SOURCE DOCUMENT
· · · · · · ·
The FY2023 President’s Budget requests $1.675 billion for Department of Energy (DOE)’s Nuclear Energy office, which is almost double the $889 million appropriated 10 years ago in FY2014. This ballooning budget was dwarfed by the $2.5 billion by the infrastructure package (P.L.117-58, aka Infrastructure Investment and Jobs Act) last November on the Advanced Reactor Demonstration Program (ARDP) authorized by the Energy Policy Act of 2020.

DOE requests another $230 million for ARDP in FY2023. The effort funnels money to small modular reactors (SMRs), which as we noted in a detailed report last year, are a bad bet for taxpayers.

As part of the effort to develop advanced reactors that will require High-Assay Low-Enriched Uranium (HALEU) fuel, DOE requests $422 million for Fuel Cycle Research and Development, a 32% increase compared to the FY2022 funding level.
· · · · · · ·
TO DO
#1 List every dollar amount given in the passage on the Department of Energy's nuclear energy budget.
#2 Write the next part of the passage on the Department of Energy's nuclear energy budget, continuing after its last sentence.

DATA BLOCK
· · · · · · ·
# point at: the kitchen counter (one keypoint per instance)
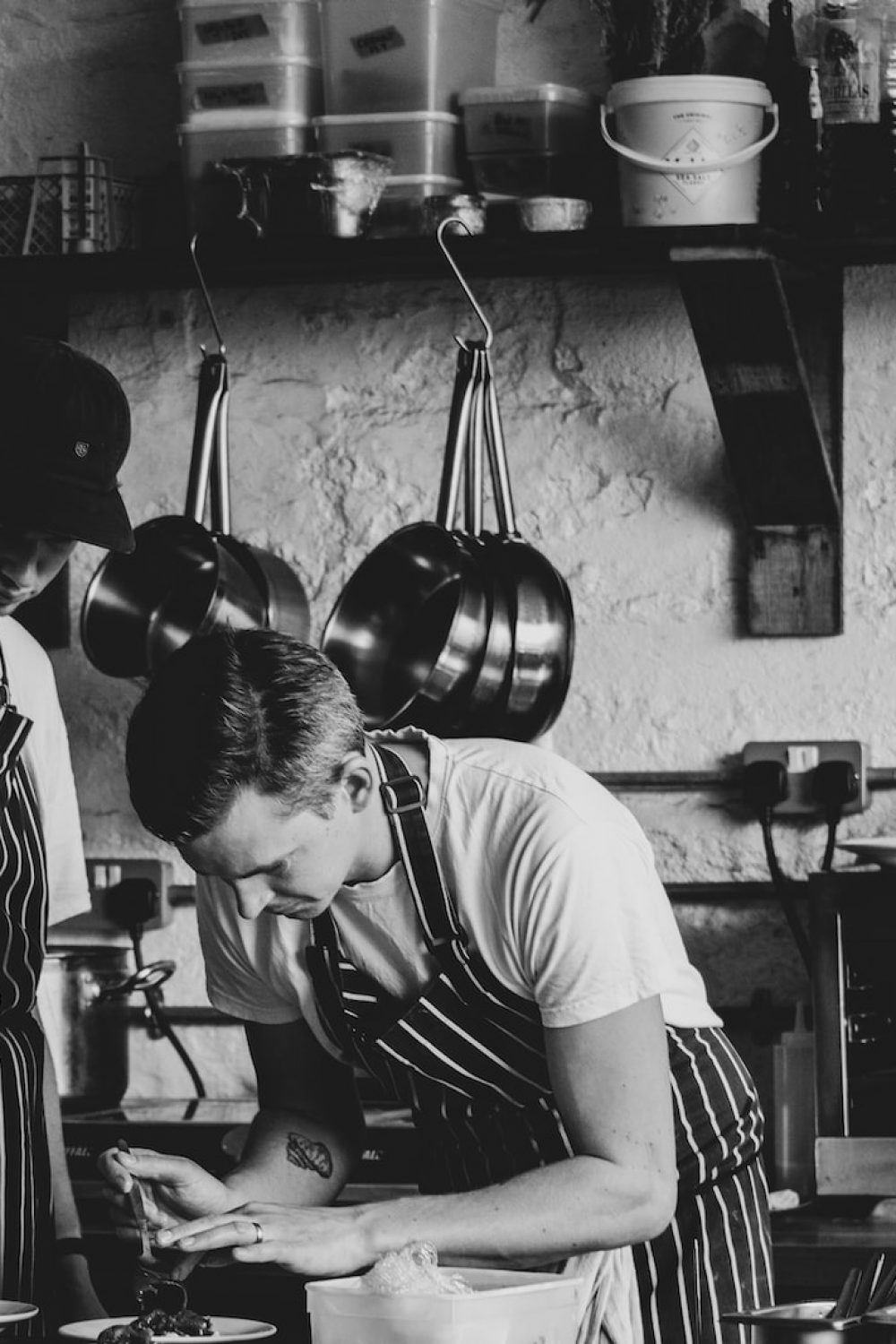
(817, 1245)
· · · · · · ·
ANSWER SECTION
#1 $1.675 billion, $889 million, $2.5 billion, $230 million, $422 million

#2
Although the FY2023 budget request for Nuclear Energy stayed flat compared to the FY2022 enacted level, make no mistake about the suite of subsidies nuclear energy receives. Apart from DOE nuclear R&D money, the nuclear industry also receives embedded subsidies up and down the supply chain, including foregone royalties on uranium from federal lands, loan guarantees for new construction, covered liabilities for accidents, eventual nuclear waste repository management, access to federal facilities, tax credits etc. The infrastructure package also appropriated $6 billion in credits to bail out  failing nuclear facilities, yet the Senate is considering giving out the same credits AGAIN.